(Records)
[BEGIN]

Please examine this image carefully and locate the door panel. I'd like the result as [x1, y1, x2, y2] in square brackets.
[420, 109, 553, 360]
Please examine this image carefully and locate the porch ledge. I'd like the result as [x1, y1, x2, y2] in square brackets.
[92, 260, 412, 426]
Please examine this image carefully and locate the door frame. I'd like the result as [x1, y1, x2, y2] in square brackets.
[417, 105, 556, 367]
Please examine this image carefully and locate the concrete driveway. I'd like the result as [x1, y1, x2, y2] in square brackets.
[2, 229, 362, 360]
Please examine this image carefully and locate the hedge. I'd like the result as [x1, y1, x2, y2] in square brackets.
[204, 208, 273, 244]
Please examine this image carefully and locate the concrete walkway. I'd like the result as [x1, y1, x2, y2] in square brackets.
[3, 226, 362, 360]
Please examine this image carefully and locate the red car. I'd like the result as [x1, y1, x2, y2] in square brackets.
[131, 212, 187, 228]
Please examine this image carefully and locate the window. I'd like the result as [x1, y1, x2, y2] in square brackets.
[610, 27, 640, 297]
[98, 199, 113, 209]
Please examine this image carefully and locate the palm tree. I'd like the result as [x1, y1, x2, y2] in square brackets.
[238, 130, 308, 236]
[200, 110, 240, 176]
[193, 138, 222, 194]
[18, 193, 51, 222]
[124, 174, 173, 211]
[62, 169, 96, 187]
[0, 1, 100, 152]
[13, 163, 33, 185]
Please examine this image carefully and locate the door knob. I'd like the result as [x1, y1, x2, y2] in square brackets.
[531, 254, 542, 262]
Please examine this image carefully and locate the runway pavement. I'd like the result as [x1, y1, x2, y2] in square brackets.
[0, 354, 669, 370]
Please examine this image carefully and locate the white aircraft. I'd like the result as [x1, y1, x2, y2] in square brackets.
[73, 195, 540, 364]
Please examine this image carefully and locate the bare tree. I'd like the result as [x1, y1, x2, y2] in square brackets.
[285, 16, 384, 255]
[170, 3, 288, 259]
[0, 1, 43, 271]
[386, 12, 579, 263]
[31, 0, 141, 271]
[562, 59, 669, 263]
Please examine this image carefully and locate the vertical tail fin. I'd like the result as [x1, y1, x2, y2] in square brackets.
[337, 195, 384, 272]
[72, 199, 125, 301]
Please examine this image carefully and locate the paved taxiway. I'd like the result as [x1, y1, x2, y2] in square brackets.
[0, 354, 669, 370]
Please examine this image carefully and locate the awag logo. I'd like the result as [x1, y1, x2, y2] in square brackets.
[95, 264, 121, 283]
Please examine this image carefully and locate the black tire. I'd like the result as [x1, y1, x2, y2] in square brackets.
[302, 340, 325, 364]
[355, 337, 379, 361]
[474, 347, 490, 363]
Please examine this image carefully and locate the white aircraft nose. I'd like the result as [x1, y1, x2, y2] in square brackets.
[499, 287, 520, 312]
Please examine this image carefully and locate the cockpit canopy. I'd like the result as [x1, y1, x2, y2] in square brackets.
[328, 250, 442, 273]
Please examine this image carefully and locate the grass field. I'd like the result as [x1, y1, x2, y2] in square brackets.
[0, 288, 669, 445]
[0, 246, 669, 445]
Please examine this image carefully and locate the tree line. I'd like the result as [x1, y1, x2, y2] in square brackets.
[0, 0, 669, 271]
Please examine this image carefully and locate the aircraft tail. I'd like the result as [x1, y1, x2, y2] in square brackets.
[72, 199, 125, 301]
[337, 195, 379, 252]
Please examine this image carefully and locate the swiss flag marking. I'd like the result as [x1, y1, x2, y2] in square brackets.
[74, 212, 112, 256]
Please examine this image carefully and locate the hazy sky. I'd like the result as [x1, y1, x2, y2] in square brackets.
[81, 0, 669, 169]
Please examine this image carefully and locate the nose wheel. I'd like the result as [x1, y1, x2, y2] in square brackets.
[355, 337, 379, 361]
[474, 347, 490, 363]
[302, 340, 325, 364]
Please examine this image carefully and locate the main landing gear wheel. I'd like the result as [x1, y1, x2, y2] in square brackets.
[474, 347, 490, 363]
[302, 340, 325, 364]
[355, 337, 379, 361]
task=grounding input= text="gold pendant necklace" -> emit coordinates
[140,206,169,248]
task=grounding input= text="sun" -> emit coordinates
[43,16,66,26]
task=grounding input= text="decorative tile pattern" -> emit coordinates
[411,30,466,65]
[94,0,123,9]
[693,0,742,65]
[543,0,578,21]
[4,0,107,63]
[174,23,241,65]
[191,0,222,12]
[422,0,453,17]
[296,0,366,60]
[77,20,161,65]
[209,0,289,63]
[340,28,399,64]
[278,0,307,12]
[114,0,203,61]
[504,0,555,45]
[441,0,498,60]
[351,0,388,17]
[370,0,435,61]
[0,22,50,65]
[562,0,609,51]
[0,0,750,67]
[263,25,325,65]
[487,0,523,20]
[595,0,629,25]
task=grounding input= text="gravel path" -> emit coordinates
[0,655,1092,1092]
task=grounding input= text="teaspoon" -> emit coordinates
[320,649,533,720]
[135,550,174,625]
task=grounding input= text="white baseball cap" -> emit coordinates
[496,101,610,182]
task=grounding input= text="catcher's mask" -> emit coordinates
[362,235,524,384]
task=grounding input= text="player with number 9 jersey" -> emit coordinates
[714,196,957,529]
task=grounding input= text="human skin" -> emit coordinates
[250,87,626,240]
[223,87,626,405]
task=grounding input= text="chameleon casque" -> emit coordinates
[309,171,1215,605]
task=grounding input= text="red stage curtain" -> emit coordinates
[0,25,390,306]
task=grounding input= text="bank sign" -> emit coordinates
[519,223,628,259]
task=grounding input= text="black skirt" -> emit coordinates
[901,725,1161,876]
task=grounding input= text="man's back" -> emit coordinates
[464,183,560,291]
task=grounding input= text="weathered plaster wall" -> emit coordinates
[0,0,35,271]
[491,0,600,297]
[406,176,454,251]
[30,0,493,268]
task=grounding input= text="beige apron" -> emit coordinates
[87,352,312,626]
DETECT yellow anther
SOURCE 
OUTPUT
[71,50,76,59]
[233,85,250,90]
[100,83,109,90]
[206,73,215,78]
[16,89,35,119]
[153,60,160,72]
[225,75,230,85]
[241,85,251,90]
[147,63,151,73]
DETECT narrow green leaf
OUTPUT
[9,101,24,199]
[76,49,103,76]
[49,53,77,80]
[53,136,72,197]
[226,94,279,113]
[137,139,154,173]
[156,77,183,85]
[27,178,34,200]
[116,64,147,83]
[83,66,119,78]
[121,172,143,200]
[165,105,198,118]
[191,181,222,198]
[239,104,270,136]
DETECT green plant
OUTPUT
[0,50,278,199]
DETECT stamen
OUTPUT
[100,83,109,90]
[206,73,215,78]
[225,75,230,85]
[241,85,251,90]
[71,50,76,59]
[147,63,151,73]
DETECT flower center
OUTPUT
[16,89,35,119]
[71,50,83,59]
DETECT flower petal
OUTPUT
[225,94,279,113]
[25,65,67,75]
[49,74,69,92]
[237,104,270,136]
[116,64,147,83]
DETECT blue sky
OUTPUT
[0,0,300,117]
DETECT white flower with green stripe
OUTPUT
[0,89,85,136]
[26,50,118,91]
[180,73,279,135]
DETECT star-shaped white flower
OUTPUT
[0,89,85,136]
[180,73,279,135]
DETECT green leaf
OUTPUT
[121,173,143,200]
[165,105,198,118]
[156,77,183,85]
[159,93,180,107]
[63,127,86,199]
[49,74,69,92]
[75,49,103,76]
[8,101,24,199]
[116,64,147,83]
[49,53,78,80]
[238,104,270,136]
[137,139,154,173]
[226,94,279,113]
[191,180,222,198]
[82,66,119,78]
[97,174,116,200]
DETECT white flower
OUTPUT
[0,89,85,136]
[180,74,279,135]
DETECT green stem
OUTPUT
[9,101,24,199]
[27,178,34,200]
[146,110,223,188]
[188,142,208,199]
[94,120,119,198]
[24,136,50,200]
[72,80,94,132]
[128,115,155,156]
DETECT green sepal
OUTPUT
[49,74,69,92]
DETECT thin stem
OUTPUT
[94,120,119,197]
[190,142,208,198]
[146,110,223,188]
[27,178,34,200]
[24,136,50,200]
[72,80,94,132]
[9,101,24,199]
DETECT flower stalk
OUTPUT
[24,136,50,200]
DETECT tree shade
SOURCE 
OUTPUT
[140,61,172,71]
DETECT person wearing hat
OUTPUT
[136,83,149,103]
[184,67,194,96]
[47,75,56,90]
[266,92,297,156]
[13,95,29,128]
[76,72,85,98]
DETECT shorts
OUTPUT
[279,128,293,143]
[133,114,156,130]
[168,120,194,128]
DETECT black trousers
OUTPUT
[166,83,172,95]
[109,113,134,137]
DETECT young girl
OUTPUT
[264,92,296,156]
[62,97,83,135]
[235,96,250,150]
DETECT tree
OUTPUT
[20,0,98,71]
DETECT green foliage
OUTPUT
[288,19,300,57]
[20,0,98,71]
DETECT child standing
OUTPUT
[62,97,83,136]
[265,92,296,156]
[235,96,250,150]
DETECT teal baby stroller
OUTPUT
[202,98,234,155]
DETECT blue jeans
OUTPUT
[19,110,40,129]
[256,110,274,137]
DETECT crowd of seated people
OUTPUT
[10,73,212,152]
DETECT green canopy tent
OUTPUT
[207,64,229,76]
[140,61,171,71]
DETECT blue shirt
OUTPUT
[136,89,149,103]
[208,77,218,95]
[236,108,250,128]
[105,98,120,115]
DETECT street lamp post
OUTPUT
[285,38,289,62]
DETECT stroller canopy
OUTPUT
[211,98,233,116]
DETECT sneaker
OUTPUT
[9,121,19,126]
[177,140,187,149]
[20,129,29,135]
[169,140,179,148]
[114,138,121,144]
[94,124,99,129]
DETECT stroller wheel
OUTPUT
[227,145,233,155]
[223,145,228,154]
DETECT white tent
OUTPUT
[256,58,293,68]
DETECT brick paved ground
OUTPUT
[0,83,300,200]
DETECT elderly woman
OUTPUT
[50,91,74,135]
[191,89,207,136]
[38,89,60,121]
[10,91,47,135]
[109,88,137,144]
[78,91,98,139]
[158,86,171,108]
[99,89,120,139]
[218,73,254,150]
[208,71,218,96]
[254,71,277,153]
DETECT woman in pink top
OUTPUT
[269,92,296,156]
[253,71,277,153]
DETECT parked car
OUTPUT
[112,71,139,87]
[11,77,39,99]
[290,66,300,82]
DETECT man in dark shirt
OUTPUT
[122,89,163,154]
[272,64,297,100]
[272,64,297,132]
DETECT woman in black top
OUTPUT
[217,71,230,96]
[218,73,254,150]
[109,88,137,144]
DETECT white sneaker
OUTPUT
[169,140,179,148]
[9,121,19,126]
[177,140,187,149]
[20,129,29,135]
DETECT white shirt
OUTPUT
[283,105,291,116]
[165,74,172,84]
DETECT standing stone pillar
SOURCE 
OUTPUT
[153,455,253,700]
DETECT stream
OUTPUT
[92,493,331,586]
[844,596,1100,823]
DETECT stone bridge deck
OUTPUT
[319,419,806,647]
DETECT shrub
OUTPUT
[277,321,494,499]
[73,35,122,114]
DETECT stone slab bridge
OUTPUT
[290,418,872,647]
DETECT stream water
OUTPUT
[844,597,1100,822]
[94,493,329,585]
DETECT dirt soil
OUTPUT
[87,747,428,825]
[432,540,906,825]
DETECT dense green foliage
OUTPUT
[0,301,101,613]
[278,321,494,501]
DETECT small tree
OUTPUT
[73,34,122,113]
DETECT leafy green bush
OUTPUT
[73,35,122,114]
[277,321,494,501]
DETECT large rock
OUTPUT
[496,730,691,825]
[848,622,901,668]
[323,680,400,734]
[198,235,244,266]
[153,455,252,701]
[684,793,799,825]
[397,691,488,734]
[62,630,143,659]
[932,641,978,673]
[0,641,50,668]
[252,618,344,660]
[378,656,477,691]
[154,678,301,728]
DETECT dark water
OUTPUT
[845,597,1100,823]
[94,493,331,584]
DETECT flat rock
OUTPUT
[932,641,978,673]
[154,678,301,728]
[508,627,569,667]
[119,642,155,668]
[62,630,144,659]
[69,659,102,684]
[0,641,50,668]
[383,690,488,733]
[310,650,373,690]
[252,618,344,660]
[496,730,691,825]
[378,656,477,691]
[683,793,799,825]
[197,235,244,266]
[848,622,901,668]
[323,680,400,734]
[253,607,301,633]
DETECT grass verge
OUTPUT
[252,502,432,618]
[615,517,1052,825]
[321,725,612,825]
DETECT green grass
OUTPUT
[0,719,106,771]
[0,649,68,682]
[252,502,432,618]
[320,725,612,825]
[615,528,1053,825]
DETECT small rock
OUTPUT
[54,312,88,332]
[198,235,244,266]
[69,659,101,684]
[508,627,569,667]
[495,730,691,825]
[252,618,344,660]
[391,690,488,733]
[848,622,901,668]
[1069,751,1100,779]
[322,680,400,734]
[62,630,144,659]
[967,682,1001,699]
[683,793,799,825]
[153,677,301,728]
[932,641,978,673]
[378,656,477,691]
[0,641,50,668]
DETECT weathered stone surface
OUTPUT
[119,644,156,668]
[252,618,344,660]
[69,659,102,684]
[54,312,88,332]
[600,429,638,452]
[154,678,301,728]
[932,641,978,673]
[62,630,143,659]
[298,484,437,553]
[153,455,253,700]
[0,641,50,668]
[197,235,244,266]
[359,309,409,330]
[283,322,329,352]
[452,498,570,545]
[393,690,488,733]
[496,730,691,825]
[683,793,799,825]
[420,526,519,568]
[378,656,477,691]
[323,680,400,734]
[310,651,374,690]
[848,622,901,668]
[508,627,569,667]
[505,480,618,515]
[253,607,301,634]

[END]

_REQUIRED TASK:_ Copy the records exactly, starting from the first line and continuing through the line containing "[98, 199, 113, 209]", with that line included.

_FINAL ANSWER:_
Please examine this image carefully and locate the door panel. I'd like the result as [x1, y1, x2, y2] in square brackets.
[420, 109, 553, 360]
Please examine this image carefully and locate the porch ledge. I'd like the result as [x1, y1, x2, y2] in square brackets.
[92, 260, 412, 426]
Please examine this image carefully and locate the door frame. I'd like the result as [x1, y1, x2, y2] in square brackets.
[417, 105, 556, 367]
Please examine this image carefully and locate the concrete driveway. I'd like the result as [x1, y1, x2, y2] in square brackets.
[2, 229, 362, 360]
Please examine this image carefully and locate the hedge. I'd like the result as [x1, y1, x2, y2] in square brackets.
[204, 208, 273, 244]
Please examine this image carefully and locate the concrete walkway. I'd like the result as [x1, y1, x2, y2] in square brackets.
[3, 226, 362, 360]
Please examine this image carefully and locate the red car. I'd like the result as [x1, y1, x2, y2] in square brackets.
[131, 212, 187, 228]
Please examine this image carefully and locate the window. I'd like the result as [x1, y1, x2, y2] in square brackets.
[610, 27, 640, 297]
[98, 199, 113, 209]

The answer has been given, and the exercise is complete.